- [Extract]:
..............................
Just days before, I had spent my lunch hour contemplating a scenario in which a fictional group of terrorists hijacks a bus full of schoolchildren. This is the plot of a story I’m thinking of writing, the idea coming to me as I stood at the bus stop with my daughter.
Today, terrorism has paralyzed our country in a way that no fictional work ever could. They say that truth is stranger than fiction; well, guess what – it’s a whole lot more frightening too.

The morning began much like any other. Get up, get ready, get going. Somewhere though, unbeknownst to the millions of people whose lives were about to be changed irrevocably, it was foremost in someone’s mind that today would be a good day to die, taking as many innocents with them as they could. While citizens followed the morning routine of any other idle Tuesday, plans were being set into motion that would ensure this day would go down in infamy.

Reports of a plane crashing into one of the twin towers of the New York World Trade Center just before 9:00am EDT were laced with significant amounts of confusion. Was this a terrible accident? A malfunction? Or more hopefully, a scene from a movie? Eighteen minutes later, the truth became shockingly apparent; as the world looked on in horror, a second plane’s deliberate path into the remaining tower guaranteed that their identical natures would be preserved, even in ruin. Twin columns of smoke and flame filled the sky as onlookers everywhere struggled to make sense of this devastating turn of events.

Americans collectively held their breath, only to release it in a gasp of astonishment as things went from bad to worse. A third airplane had struck, of all places, the center of our nation’s Defense Department – the Pentagon. Where were these planes coming from? Who was at their controls? As we struggled with the answers to these and many other questions, we were hit with yet another blow: a fourth plane downed in a Pennsylvania field. At nearly the same time, the sustained damage proved too much for the wounded towers in New York, and one by one they fell to the ground. By the time the dust settled, they lay like fallen soldiers – a 5-story pile of concrete, steel, and other debris holding an untold number of human casualties.

It began with all the makings of a beautiful late-summer day.

Two hours, four hijacked airplanes, and three decimated buildings later, many were left waiting nervously for the other shoe to drop, and praying not to be underneath it when it did.
..............................
Dataset lines on where objects appear
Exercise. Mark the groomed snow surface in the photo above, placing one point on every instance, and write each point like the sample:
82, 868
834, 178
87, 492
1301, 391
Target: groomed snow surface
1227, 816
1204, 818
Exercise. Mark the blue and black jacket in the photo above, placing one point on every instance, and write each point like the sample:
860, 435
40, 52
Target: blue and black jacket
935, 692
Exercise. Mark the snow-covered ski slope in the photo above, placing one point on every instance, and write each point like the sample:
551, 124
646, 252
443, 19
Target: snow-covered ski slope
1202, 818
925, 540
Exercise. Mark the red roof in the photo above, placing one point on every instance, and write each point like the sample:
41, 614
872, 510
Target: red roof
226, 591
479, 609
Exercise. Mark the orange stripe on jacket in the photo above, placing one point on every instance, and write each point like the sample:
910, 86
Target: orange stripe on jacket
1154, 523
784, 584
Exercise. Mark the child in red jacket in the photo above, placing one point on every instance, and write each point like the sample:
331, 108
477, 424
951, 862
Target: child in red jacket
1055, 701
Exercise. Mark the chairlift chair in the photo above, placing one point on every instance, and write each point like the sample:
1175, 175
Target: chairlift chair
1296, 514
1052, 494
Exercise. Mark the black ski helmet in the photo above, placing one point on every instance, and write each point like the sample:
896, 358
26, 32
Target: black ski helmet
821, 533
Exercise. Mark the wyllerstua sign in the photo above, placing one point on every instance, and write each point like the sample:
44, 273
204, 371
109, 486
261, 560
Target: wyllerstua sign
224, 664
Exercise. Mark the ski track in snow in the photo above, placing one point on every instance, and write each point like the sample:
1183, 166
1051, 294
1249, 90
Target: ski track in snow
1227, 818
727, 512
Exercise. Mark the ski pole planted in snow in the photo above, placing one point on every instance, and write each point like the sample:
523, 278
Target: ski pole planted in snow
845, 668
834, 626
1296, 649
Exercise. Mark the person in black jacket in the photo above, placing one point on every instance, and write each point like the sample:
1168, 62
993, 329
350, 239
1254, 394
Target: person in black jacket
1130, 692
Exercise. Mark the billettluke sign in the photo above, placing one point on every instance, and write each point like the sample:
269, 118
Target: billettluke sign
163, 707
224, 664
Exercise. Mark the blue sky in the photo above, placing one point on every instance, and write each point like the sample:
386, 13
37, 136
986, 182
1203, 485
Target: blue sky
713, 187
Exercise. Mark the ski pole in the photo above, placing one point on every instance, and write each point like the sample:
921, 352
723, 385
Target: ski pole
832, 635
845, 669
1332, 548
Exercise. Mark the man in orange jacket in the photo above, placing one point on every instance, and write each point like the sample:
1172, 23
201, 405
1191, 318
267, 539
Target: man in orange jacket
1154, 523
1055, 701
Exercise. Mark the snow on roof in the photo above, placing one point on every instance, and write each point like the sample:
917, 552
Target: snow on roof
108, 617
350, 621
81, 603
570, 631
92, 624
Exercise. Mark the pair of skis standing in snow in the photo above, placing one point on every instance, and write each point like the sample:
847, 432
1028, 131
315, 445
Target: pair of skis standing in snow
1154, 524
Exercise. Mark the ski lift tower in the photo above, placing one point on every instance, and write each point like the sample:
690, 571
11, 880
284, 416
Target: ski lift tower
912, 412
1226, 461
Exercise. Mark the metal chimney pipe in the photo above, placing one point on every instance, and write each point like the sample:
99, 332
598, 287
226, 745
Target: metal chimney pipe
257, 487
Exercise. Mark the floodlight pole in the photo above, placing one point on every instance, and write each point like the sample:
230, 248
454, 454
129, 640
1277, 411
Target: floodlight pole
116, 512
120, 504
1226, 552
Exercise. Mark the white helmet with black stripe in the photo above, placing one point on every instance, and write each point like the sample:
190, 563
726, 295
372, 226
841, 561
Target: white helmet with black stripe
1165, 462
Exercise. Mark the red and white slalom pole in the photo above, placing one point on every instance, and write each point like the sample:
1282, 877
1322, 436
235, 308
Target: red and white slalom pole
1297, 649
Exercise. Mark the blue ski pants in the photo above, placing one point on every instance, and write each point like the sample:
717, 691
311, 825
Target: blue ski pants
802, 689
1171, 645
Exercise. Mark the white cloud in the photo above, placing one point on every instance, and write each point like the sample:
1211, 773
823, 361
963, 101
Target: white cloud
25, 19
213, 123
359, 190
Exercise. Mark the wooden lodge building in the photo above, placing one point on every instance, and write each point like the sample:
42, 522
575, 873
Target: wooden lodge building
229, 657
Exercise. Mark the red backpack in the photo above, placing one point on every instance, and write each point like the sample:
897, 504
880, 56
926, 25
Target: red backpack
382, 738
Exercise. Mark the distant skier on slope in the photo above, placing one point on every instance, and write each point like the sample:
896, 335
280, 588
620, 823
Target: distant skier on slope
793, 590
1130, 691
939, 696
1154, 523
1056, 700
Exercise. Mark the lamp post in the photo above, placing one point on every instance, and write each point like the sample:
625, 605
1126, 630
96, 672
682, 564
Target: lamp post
..............................
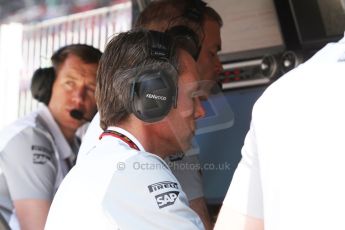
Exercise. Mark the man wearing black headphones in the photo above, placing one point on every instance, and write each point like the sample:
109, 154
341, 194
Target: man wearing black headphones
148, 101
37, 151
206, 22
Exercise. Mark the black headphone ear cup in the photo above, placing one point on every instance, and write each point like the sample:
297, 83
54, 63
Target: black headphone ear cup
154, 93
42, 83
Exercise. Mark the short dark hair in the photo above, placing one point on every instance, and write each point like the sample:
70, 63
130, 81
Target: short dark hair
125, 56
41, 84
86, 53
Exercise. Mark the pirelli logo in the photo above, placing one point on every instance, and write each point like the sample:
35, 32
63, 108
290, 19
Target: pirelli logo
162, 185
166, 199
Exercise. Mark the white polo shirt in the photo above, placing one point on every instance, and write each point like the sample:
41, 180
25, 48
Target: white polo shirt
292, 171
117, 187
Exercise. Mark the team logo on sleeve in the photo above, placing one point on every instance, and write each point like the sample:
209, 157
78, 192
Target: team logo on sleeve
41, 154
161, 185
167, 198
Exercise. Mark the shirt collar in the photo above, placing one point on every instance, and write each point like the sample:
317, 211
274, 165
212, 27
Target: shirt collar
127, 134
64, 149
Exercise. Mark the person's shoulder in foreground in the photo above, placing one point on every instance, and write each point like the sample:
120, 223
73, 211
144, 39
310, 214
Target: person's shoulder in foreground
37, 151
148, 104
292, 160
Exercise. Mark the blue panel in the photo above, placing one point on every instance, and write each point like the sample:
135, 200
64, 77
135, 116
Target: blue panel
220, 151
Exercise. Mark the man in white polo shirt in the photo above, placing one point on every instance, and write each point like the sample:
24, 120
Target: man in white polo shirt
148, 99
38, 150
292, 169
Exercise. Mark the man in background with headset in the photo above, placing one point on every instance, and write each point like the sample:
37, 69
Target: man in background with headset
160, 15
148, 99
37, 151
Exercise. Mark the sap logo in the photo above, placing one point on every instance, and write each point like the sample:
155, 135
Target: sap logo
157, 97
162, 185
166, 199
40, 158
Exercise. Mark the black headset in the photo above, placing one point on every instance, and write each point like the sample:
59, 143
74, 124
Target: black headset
..............................
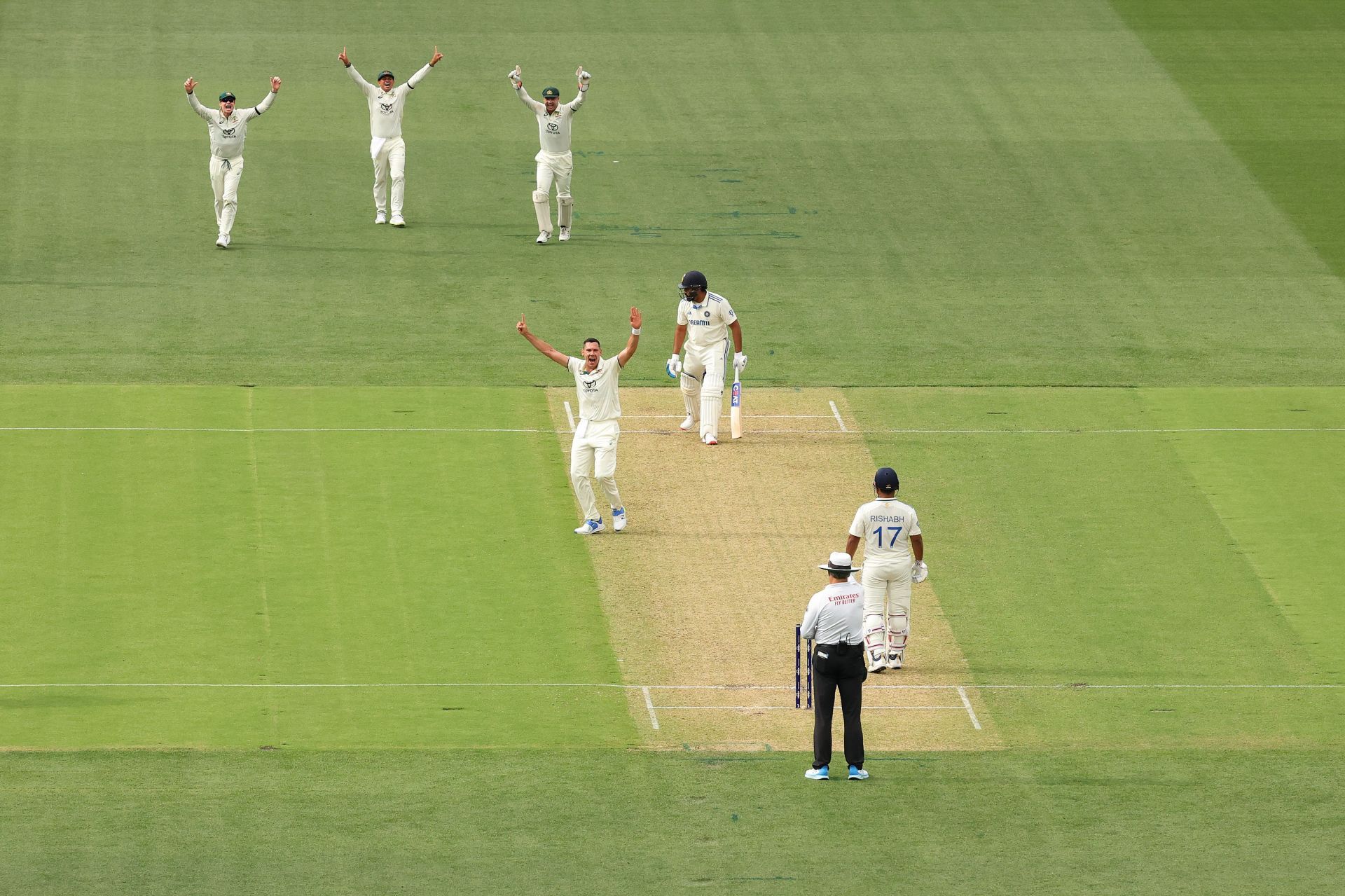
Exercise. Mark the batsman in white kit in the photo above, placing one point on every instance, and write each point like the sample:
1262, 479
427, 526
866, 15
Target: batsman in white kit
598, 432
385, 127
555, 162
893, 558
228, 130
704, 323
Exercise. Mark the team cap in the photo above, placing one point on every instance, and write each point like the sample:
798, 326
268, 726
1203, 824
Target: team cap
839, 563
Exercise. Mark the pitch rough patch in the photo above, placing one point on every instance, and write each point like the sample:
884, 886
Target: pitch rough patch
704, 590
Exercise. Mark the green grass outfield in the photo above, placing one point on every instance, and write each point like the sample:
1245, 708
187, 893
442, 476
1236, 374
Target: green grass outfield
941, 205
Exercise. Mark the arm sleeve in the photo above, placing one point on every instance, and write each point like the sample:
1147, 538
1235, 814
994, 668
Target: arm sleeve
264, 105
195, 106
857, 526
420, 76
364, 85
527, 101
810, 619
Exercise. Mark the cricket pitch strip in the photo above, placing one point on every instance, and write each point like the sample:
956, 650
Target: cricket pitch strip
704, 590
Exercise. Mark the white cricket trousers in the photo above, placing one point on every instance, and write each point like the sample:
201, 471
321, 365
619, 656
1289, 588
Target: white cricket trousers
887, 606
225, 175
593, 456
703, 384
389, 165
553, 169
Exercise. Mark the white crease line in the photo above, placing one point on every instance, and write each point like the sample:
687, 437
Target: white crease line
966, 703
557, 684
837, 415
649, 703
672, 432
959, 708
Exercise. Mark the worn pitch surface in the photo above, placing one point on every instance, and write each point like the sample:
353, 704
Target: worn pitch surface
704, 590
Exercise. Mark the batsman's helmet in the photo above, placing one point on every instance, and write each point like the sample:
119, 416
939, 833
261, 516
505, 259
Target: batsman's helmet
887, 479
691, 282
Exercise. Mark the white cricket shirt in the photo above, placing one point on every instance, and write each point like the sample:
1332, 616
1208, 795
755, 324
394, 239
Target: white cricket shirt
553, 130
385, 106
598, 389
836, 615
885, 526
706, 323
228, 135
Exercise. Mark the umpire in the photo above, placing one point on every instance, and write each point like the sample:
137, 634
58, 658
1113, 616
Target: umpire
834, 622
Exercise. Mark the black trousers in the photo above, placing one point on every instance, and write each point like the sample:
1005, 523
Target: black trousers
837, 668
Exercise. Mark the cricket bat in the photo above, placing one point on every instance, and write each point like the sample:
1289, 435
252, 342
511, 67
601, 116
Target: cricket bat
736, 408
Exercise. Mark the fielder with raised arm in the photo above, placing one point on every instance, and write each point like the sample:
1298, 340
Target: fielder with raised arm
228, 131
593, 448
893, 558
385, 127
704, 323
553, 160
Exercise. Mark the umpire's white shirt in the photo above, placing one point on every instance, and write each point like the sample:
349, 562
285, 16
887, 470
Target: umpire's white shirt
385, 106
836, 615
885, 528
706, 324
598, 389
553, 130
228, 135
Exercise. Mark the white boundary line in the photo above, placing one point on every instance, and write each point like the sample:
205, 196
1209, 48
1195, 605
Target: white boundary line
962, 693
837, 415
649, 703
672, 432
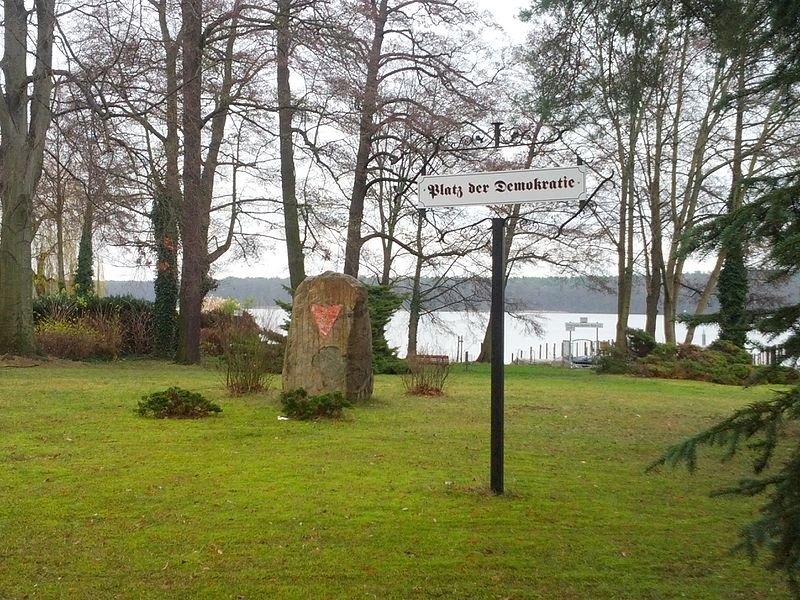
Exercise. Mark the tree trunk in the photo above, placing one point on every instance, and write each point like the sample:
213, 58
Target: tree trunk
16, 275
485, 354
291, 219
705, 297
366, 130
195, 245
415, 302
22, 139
..............................
- [What you will do]: Using the passage about the hijacked airplanes, decide whether each statement agrees with it: (a) the second plane struck the remaining tower eighteen minutes after the first crash; (b) the fourth plane went down in a field in Virginia; (c) the attacks took place on a Tuesday. Answer yes or no for each and quote the words that decide it.

- [Solution below]:
(a) Yes: "Eighteen minutes later, the truth became shockingly apparent; as the world looked on in horror, a second plane’s deliberate path into the remaining tower"
(b) No: "a fourth plane downed in a Pennsylvania field"
(c) Yes: "While citizens followed the morning routine of any other idle Tuesday"